__TASK ITEM__
Lines before the one with "Query: crescent-shaped pastry" are left out; return that line and all that follow it, exactly, through the end of the data.

__GIVEN INFORMATION__
################

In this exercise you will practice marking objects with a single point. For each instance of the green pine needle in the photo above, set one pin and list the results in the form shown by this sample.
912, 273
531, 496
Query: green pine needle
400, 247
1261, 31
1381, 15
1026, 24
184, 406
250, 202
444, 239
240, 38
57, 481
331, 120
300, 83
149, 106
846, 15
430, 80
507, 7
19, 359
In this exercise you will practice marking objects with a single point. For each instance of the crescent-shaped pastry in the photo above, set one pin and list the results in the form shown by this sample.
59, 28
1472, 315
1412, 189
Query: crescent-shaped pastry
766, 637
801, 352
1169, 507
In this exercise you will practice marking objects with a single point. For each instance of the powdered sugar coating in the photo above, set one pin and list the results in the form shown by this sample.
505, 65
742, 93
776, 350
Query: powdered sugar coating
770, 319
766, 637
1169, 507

################

__YOUR RESPONSE__
Query: crescent-shaped pastry
766, 637
801, 352
1169, 507
In this exercise you will practice marking objects with a single point. For each instance of the powdered sugar coating in the photo above, set one pin and list the results in the form shown by this sample.
505, 65
742, 93
776, 350
Query: powdered sugar coating
770, 319
766, 637
1169, 507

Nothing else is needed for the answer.